En plus d’énormes subventions reçues chaque année, le journal L’Humanité vient de se voir, sur demande de l’État, effacer une dette de 4 millions d’euros.
L’amendement voté par les députés mardi dernier 3 décembre, a décidé, en quelques minutes, que « les créances détenues sur la Société nouvelle du journal L’Humanité au titre du prêt accordé le 28 mars 2002, réaménagé en 2009 et imputé sur le compte de prêts du Trésor n° 903‑05, sont abandonnées à hauteur de 4 086 710,31 euros en capital. Les intérêts contractuels courus et échus sont également abandonnés. » Il estime que L’Humanité « ne peut faire face au remboursement de sa dette contractée auprès de l’État (…) parce que ses résultats financiers sont très faibles et qu’elle ne possède plus d’actifs ».
Pour Patrick Le Hyaric, président du directoire et directeur de L’Humanité, « il s’agit d’un des trois prêts que nous avons contractés en 2001–2002 quand nous étions proches de la cessation de paiement. Nous avons remboursé les deux premiers mais nous étions dans l’incapacité de rembourser le troisième ». Les deux premiers prêts accordés par le Fonds de développement économique et social avaient été remboursés, en 2007, suite à la vente du siège du journal à Saint-Denis. Rappelons qu’à l’époque, toutes les banques avaient refusé de prêter un centime au quotidien, qui s’était alors tourné vers l’État.

Consigne 1 — Renvoie toutes les lignes ci-dessous qui contiennent le mot « boat ».

Données d'entrée —
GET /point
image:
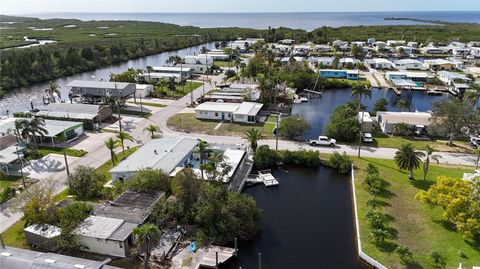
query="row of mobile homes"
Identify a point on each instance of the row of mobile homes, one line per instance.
(246, 112)
(342, 74)
(165, 154)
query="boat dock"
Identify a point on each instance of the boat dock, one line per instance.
(265, 177)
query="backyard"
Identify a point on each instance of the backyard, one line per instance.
(186, 122)
(420, 227)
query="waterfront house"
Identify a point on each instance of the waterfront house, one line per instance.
(143, 90)
(409, 64)
(87, 113)
(58, 131)
(165, 154)
(419, 78)
(96, 90)
(379, 63)
(246, 112)
(387, 120)
(13, 258)
(333, 73)
(439, 64)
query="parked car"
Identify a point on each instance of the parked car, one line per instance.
(475, 141)
(367, 137)
(322, 141)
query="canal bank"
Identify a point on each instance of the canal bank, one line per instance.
(307, 222)
(318, 111)
(19, 99)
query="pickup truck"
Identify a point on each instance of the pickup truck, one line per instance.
(322, 141)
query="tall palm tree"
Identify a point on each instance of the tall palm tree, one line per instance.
(36, 127)
(53, 89)
(147, 236)
(112, 144)
(202, 150)
(122, 136)
(407, 158)
(477, 152)
(429, 155)
(361, 91)
(152, 129)
(253, 135)
(473, 96)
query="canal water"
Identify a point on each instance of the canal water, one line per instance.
(19, 99)
(318, 111)
(307, 222)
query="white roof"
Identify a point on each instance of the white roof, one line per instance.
(164, 154)
(99, 84)
(54, 127)
(249, 108)
(218, 107)
(98, 227)
(44, 230)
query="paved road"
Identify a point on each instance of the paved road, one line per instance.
(98, 154)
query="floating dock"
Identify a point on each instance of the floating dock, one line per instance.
(265, 177)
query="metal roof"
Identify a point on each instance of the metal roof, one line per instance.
(98, 227)
(54, 127)
(218, 107)
(99, 84)
(249, 108)
(164, 153)
(27, 259)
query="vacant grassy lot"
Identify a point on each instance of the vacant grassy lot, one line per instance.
(186, 122)
(420, 227)
(440, 145)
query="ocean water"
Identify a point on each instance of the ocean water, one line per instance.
(306, 21)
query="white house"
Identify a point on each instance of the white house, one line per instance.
(143, 90)
(409, 64)
(165, 154)
(245, 112)
(388, 120)
(379, 63)
(108, 236)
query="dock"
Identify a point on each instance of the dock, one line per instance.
(265, 177)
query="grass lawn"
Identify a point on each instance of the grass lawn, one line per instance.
(440, 145)
(420, 227)
(147, 104)
(224, 63)
(187, 122)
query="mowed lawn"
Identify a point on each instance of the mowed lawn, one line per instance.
(440, 145)
(420, 227)
(186, 122)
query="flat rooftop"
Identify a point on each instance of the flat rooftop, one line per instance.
(164, 154)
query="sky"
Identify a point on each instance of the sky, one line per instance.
(44, 6)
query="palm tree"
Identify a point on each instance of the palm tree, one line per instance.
(361, 91)
(152, 129)
(203, 151)
(429, 155)
(53, 89)
(122, 136)
(401, 105)
(477, 152)
(473, 96)
(253, 135)
(407, 158)
(147, 236)
(34, 128)
(112, 144)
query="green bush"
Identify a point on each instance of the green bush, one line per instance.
(341, 162)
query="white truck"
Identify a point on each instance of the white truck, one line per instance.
(322, 141)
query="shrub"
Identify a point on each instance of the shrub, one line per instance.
(341, 162)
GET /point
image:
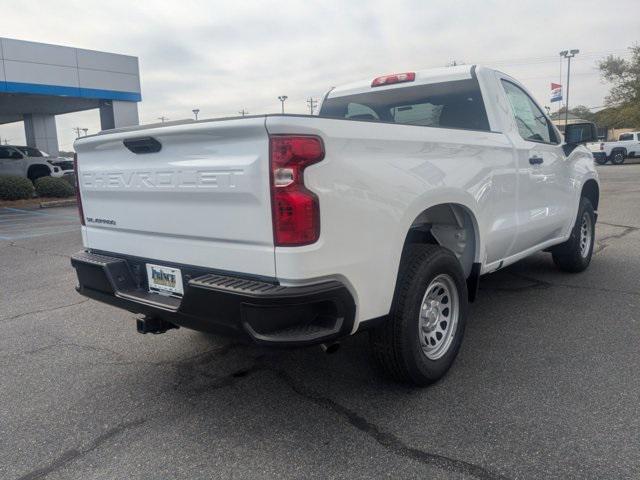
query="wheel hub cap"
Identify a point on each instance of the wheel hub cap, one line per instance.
(585, 235)
(438, 320)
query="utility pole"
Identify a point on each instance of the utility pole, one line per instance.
(568, 54)
(282, 99)
(312, 104)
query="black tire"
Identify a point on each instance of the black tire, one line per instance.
(571, 256)
(38, 172)
(397, 344)
(617, 157)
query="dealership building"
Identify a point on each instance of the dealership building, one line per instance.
(39, 81)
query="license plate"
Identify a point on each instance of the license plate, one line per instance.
(165, 280)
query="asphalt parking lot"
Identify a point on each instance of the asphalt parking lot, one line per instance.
(547, 384)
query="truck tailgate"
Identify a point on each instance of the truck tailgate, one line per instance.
(202, 200)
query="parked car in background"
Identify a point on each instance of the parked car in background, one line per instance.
(32, 163)
(628, 145)
(380, 214)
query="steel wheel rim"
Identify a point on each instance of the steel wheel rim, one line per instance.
(585, 235)
(438, 316)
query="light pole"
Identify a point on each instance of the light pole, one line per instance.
(568, 54)
(282, 98)
(312, 102)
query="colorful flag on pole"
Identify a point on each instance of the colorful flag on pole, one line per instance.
(556, 92)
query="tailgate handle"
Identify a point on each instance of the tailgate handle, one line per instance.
(142, 145)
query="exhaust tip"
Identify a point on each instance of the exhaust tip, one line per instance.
(330, 348)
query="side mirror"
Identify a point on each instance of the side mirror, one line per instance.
(576, 133)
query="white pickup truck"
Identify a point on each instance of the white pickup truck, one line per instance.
(380, 214)
(627, 146)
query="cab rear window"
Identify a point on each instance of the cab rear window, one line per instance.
(456, 104)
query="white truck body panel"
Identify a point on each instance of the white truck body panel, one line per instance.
(204, 200)
(375, 181)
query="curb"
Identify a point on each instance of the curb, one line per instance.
(58, 203)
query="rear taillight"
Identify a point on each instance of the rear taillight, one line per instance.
(77, 184)
(295, 209)
(395, 78)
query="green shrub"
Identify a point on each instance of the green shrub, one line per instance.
(13, 187)
(53, 187)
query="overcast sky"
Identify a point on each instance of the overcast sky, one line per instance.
(222, 56)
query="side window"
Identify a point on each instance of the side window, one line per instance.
(532, 123)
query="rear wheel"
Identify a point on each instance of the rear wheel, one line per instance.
(575, 254)
(617, 157)
(421, 338)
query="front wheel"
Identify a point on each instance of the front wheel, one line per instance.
(575, 254)
(421, 338)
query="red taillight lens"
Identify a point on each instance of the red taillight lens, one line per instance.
(295, 209)
(77, 184)
(395, 78)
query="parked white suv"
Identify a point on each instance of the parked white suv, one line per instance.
(379, 214)
(627, 146)
(32, 163)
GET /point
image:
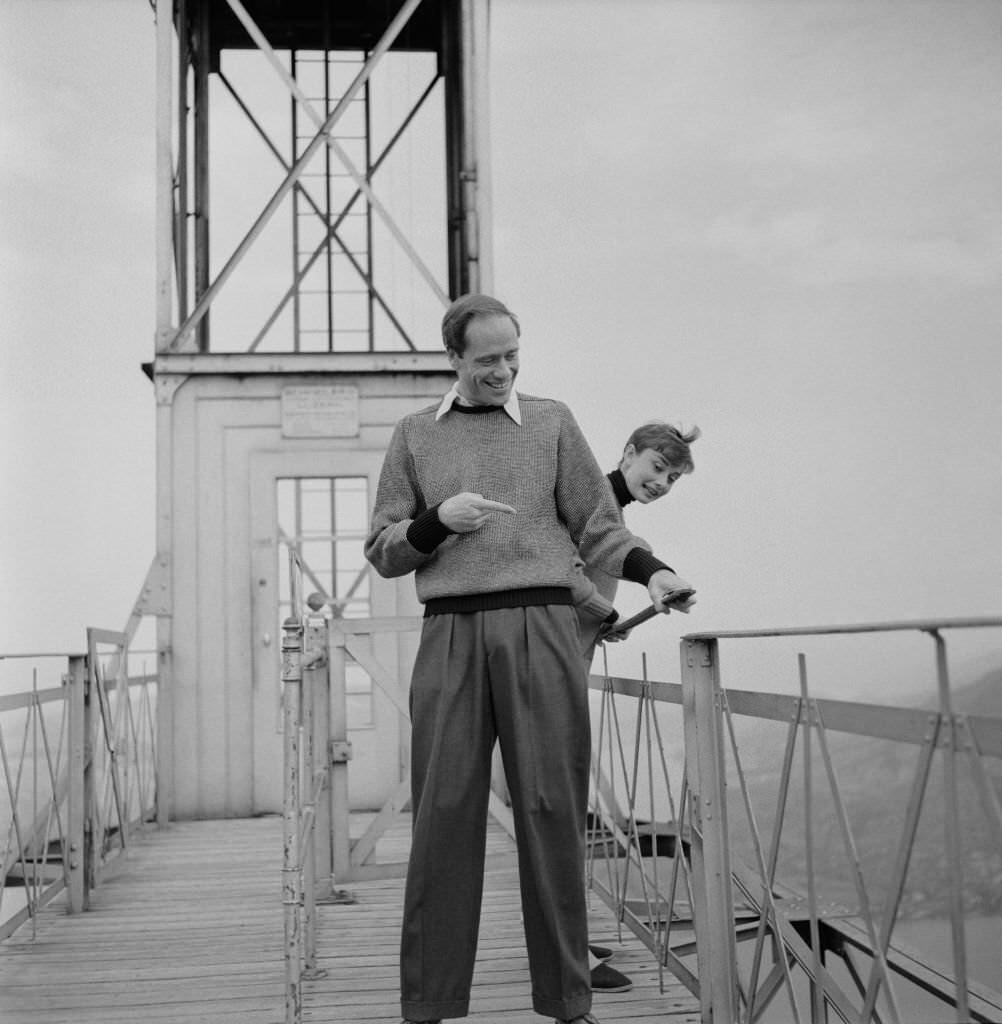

Consigne 2 —
Réponds à ces questions sur l'extrait consacré à la dette de L'Humanité :
(a) Quel montant en capital l'État abandonne-t-il ?
(b) Quel jour les députés ont-ils voté l'amendement ?
(c) En quelle année les deux premiers prêts ont-ils été remboursés ?

Réponse 1 —
query="boat dock"
Identify a point on each instance of the boat dock, one line per instance.

Réponse 2 —
(a) 4 086 710,31 euros.
(b) Le mardi 3 décembre.
(c) En 2007.